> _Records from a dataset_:
______
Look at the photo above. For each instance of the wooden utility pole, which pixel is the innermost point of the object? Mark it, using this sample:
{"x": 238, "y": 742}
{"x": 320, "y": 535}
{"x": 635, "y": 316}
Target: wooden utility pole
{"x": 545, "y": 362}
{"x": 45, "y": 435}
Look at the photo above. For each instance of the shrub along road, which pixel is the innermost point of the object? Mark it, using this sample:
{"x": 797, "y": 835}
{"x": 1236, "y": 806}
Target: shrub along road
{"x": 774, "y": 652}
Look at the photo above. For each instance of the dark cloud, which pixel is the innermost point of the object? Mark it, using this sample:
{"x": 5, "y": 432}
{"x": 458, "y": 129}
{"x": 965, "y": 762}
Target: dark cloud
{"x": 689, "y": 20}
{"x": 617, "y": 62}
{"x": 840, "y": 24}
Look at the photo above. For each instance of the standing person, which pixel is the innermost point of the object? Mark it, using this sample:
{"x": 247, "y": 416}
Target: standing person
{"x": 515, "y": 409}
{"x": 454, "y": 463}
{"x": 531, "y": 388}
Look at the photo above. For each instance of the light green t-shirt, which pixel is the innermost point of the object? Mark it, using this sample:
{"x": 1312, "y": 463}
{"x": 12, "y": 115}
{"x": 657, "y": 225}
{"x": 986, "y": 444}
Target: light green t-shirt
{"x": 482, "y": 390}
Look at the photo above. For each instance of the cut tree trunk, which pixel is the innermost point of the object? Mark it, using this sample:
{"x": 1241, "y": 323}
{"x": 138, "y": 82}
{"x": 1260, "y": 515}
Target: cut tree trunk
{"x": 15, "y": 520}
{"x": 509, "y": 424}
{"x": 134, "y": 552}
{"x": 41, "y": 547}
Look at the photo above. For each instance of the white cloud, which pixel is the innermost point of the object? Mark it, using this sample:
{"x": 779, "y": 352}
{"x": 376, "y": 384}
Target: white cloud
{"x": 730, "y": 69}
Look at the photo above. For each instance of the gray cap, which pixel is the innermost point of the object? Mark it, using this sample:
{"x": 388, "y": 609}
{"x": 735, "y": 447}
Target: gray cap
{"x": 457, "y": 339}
______
> _Description of the task_: Output the records exactly, including every line.

> _Task output_:
Look at the photo above. For each instance of the wooden utility pole, which pixel is the innermost point of the object? Mark it, using this sample:
{"x": 238, "y": 742}
{"x": 320, "y": 535}
{"x": 635, "y": 316}
Target: wooden utility pole
{"x": 545, "y": 362}
{"x": 45, "y": 435}
Look at the photo above. For each instance of the shrub along road, which pixel is the innermost point of the object? Mark it, using this sample:
{"x": 797, "y": 835}
{"x": 1236, "y": 806}
Target: shrub along road
{"x": 774, "y": 652}
Look at the photo above. For each instance of the dark cloud, which pixel is the innermost point of the object? Mark it, using this sample:
{"x": 5, "y": 432}
{"x": 458, "y": 129}
{"x": 965, "y": 762}
Target: dark cloud
{"x": 689, "y": 20}
{"x": 617, "y": 62}
{"x": 840, "y": 24}
Look at the photo above. For each instance of the standing person, which pixel is the innermost point of the object? Mark it, using this sample:
{"x": 247, "y": 416}
Target: standing person
{"x": 515, "y": 409}
{"x": 454, "y": 463}
{"x": 531, "y": 388}
Look at the photo above. For each instance of the light green t-shirt, which pixel is the innermost point of the object? Mark it, using this sample:
{"x": 1312, "y": 463}
{"x": 12, "y": 115}
{"x": 657, "y": 225}
{"x": 986, "y": 444}
Target: light green t-shirt
{"x": 482, "y": 390}
Look at the photo above. For each instance of the cut tree trunk, which pixel is the innermost point of the object? Mark it, using this sample:
{"x": 1241, "y": 323}
{"x": 138, "y": 82}
{"x": 1260, "y": 515}
Target: cut tree trunk
{"x": 15, "y": 520}
{"x": 509, "y": 424}
{"x": 134, "y": 552}
{"x": 41, "y": 547}
Look at the photo above. For each instance of the white cloud, which pixel is the innermost point of the object? Mark it, using this sample:
{"x": 779, "y": 352}
{"x": 376, "y": 384}
Target: white cloud
{"x": 730, "y": 69}
Look at the photo above. For each instance of the gray cap, which pixel is the innermost point of the object? Mark it, using this sample:
{"x": 388, "y": 609}
{"x": 735, "y": 447}
Target: gray cap
{"x": 457, "y": 339}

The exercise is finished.